* [DATA TO USE]:
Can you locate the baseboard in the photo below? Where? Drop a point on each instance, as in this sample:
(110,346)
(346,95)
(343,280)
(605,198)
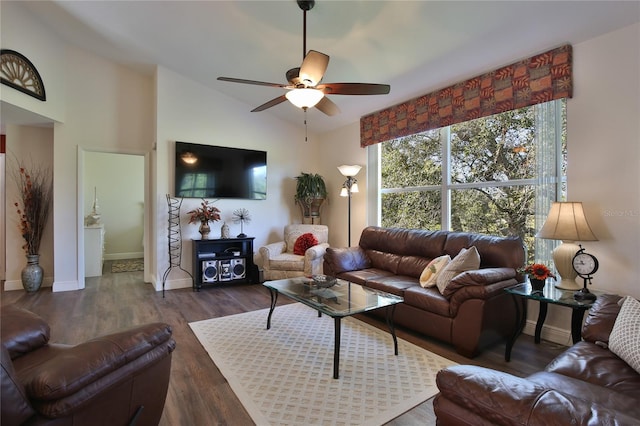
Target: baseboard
(550,333)
(121,256)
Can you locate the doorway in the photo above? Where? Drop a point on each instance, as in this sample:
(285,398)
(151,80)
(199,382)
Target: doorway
(113,206)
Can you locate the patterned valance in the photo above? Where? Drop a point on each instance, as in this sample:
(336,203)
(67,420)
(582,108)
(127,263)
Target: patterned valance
(535,80)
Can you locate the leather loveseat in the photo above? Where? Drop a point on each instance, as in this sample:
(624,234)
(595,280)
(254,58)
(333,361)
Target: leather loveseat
(585,385)
(117,379)
(474,312)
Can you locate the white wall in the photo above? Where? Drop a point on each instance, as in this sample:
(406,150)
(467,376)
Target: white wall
(190,112)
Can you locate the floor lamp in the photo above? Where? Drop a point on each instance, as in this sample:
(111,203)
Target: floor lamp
(348,187)
(566,222)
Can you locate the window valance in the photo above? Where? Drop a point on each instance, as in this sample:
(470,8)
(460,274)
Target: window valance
(538,79)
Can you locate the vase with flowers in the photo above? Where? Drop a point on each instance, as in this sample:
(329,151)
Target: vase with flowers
(538,274)
(34,191)
(204,214)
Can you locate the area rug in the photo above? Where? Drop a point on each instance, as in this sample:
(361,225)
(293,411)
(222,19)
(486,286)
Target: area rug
(284,376)
(127,265)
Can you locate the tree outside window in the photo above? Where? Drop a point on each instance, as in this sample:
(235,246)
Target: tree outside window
(495,175)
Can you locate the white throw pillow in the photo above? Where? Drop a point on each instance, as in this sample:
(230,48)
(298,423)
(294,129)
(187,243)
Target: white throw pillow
(624,340)
(466,260)
(433,269)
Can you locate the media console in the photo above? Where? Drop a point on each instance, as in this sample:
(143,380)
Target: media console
(221,261)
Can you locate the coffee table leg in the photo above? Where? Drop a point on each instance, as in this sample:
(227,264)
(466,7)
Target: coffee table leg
(274,299)
(336,348)
(392,328)
(542,315)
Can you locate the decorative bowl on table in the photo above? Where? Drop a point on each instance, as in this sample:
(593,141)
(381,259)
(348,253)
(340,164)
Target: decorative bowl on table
(323,281)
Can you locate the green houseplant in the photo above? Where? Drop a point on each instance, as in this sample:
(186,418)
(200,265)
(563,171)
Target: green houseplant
(311,192)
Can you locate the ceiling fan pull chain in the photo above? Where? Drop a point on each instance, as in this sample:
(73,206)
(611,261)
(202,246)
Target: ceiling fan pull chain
(305,124)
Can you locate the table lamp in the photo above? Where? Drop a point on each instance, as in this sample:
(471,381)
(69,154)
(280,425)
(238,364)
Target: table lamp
(566,221)
(348,187)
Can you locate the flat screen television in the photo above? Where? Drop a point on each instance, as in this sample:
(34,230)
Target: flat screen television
(206,171)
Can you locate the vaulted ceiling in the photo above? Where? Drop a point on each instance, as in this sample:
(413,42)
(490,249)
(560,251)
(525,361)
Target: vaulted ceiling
(415,46)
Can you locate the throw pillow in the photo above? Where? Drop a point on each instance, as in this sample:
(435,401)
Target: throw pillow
(304,242)
(624,340)
(433,269)
(466,260)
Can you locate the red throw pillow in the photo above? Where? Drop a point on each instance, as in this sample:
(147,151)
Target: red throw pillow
(303,242)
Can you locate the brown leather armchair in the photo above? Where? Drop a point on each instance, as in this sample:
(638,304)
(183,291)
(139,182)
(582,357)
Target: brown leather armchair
(117,379)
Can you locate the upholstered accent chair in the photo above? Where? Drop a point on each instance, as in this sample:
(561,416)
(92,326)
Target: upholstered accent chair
(279,260)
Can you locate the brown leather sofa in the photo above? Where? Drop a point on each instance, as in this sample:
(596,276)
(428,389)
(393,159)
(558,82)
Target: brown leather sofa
(585,385)
(476,313)
(117,379)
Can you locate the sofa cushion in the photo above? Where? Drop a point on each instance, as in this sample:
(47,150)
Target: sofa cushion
(304,242)
(394,284)
(465,260)
(600,319)
(428,299)
(477,277)
(625,336)
(15,403)
(433,269)
(588,391)
(287,262)
(346,259)
(22,331)
(594,364)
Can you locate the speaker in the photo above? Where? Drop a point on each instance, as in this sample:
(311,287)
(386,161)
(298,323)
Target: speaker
(224,270)
(209,271)
(238,270)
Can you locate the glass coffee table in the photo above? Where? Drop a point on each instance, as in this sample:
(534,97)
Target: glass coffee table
(339,300)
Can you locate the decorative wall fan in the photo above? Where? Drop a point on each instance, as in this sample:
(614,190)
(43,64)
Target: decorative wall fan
(304,88)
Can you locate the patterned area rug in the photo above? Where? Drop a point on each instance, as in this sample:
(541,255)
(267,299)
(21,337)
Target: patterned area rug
(284,376)
(127,265)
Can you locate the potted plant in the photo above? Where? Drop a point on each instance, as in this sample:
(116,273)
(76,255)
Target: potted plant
(311,192)
(538,274)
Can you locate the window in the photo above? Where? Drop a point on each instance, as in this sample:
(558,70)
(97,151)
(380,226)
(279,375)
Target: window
(496,175)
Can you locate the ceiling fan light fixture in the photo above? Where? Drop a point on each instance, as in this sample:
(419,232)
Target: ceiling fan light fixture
(305,97)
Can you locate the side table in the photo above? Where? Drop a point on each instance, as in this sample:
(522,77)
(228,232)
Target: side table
(523,292)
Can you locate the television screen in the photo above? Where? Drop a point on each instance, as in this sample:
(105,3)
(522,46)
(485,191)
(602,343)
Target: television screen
(206,171)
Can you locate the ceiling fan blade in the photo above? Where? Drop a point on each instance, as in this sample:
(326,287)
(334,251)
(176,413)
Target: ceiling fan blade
(272,102)
(259,83)
(327,106)
(355,89)
(313,68)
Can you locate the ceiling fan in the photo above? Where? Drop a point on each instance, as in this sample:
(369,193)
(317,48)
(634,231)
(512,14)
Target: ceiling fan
(304,88)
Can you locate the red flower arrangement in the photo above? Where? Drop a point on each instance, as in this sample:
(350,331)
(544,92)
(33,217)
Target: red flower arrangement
(204,213)
(35,189)
(304,242)
(538,271)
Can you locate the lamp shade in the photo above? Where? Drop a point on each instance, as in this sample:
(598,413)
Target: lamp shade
(567,222)
(305,97)
(349,170)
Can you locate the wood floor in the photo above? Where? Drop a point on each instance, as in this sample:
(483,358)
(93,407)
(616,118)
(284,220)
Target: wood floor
(198,393)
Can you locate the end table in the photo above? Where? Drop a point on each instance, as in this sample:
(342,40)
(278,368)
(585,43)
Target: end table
(549,294)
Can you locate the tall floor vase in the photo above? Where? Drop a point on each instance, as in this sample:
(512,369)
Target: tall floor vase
(32,274)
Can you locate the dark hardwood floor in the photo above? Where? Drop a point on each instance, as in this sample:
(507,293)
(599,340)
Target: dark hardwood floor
(198,393)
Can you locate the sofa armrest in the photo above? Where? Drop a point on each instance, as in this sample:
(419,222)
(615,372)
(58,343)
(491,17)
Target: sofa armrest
(75,367)
(313,259)
(602,315)
(22,331)
(476,395)
(272,250)
(338,260)
(499,398)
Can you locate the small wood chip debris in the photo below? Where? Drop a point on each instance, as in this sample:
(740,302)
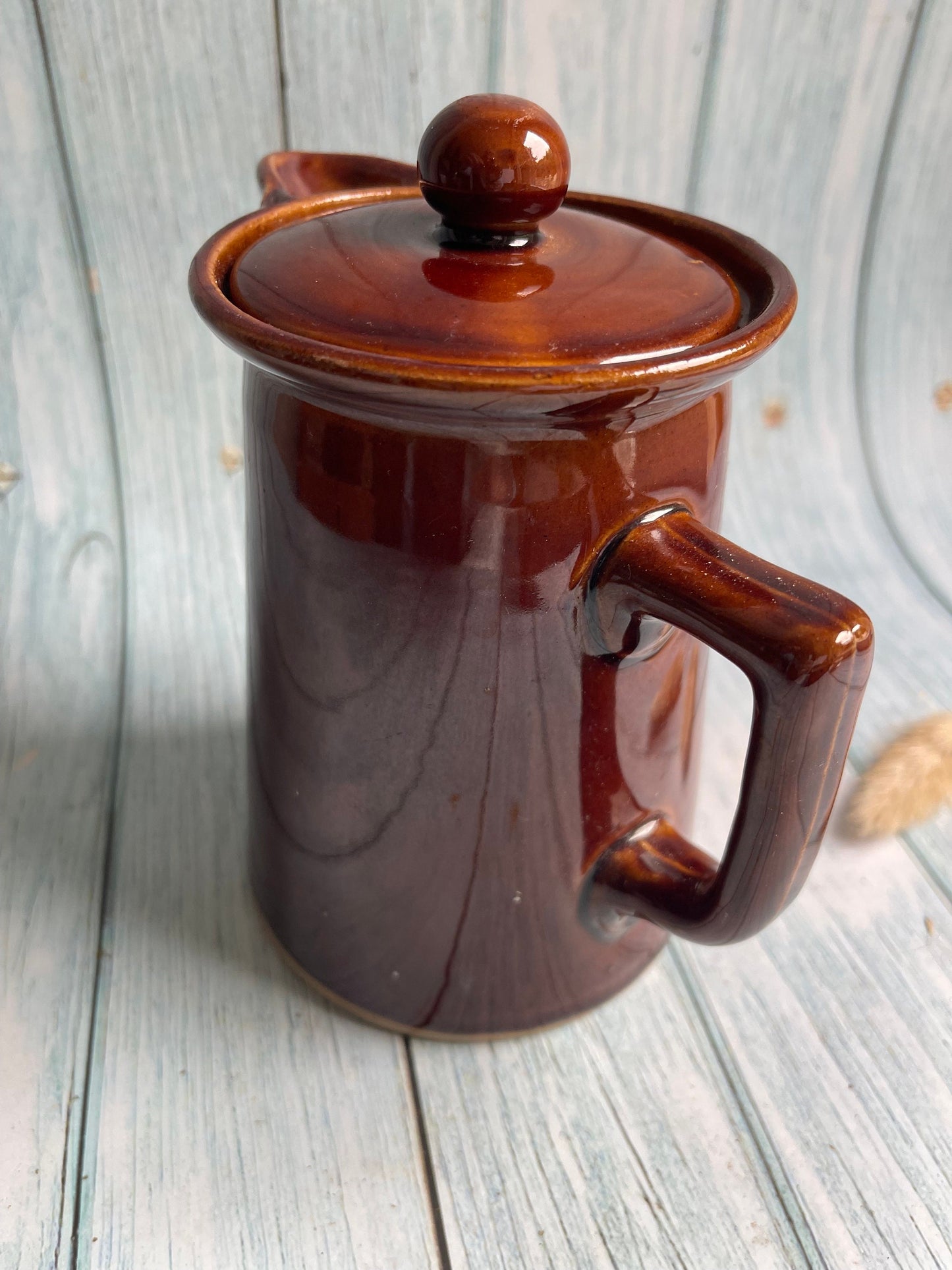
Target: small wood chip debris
(8,478)
(233,459)
(773,412)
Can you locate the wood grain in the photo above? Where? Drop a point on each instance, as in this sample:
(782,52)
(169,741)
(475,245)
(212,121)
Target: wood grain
(837,1022)
(626,86)
(60,661)
(367,78)
(233,1119)
(798,112)
(785,1103)
(905,313)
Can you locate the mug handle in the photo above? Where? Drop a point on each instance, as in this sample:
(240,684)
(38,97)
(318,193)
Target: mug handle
(808,653)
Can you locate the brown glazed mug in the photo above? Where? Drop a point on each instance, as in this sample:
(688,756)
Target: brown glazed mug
(486,434)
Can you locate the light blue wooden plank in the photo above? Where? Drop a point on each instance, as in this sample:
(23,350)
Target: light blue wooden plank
(905,334)
(798,115)
(625,82)
(60,661)
(234,1120)
(367,78)
(837,1023)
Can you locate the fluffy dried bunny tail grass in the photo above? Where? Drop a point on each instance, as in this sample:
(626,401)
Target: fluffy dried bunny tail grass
(908,782)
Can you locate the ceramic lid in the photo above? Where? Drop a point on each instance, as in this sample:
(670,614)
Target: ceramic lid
(488,270)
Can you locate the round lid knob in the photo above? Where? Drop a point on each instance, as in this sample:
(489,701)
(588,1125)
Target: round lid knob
(493,167)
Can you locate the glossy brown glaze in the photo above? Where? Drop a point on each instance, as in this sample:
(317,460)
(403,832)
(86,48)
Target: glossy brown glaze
(494,163)
(437,748)
(293,174)
(808,653)
(483,567)
(592,291)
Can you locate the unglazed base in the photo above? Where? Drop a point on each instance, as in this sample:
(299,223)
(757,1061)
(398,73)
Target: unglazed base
(367,1016)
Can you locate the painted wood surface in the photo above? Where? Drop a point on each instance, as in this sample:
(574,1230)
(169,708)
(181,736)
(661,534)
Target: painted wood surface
(797,1083)
(815,1056)
(905,313)
(60,661)
(367,78)
(233,1120)
(798,489)
(626,89)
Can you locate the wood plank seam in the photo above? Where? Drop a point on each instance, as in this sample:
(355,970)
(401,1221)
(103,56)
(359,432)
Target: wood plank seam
(737,1089)
(704,112)
(439,1232)
(101,977)
(865,300)
(282,75)
(495,51)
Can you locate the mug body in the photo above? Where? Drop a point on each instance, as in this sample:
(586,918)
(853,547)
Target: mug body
(443,733)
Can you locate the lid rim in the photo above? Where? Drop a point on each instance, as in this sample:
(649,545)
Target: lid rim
(752,268)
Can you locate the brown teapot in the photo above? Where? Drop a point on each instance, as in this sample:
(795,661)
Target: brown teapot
(486,434)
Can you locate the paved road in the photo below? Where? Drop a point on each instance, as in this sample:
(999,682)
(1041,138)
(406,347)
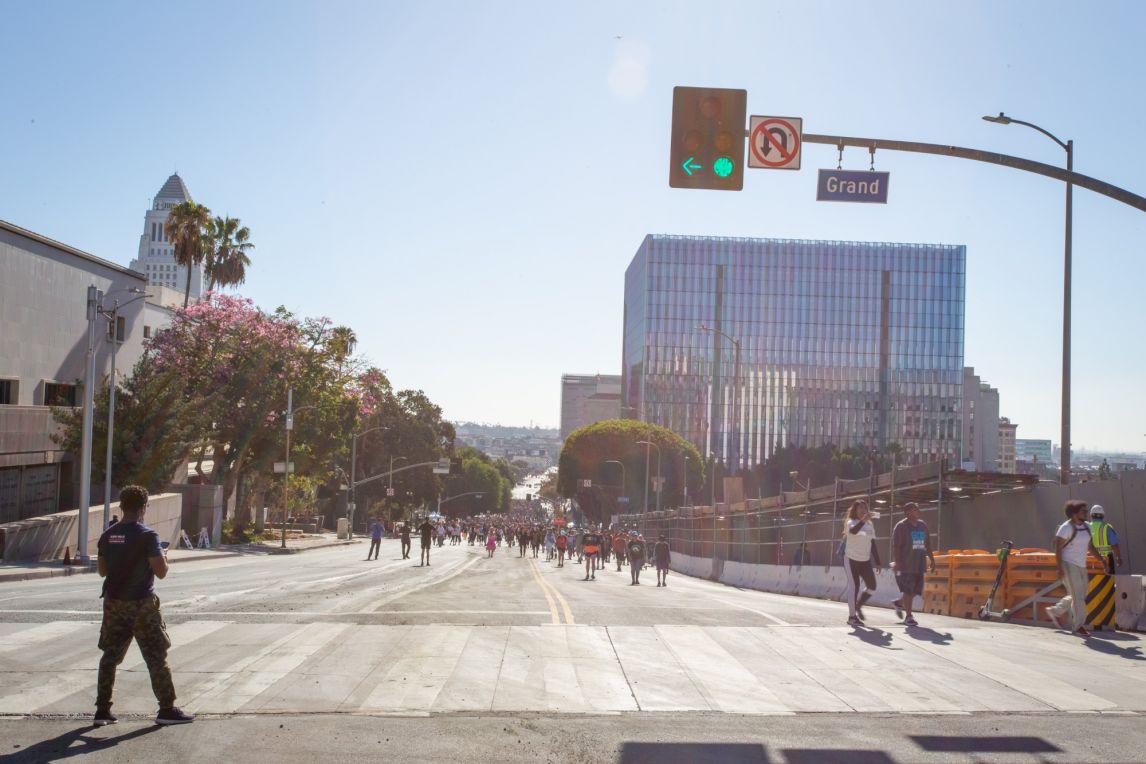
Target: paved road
(327,631)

* [TASK]: Extract the run of lines from the line holding "Can you locate the unglazed" through the final line of the material above, exactly and inclusively. Leave the pictures behind.

* [SOLVED PROBLEM]:
Can you locate the unglazed base in the photo above? Where? Drop a point on each instance, as in this sample:
(299,223)
(757,1061)
(398,73)
Target: unglazed base
(367,1016)
Can you locate the painted wood surface in the photo above? Where? Drop a point on each instance, as in this sample:
(574,1230)
(169,708)
(181,736)
(661,534)
Target: painted wood surface
(797,1083)
(815,1056)
(905,313)
(60,661)
(367,78)
(233,1120)
(798,489)
(626,89)
Can you locate the wood plank seam in the photo above? Where? Drop a point on each instance, as in this sample:
(355,970)
(401,1221)
(103,56)
(359,432)
Target: wood plank seam
(737,1089)
(704,112)
(439,1232)
(101,977)
(865,300)
(282,75)
(495,51)
Can you locate the mug body in the photo above? Where? Drop a point on each instance, as in this sample:
(586,918)
(853,547)
Target: mug body
(443,733)
Can you locate the lid rim in the photo above? Where? Drop a point on each instance, as in this sample:
(649,545)
Target: lid rim
(752,268)
Can you locate the brown teapot in the photo above? Where? Drop a point on each instance, as in this sample:
(795,661)
Target: brown teapot
(486,434)
Can you locate the paved road in the photo below? Where? Drop a point on each instance, as in this sample:
(999,682)
(1041,138)
(406,347)
Target: paved road
(327,631)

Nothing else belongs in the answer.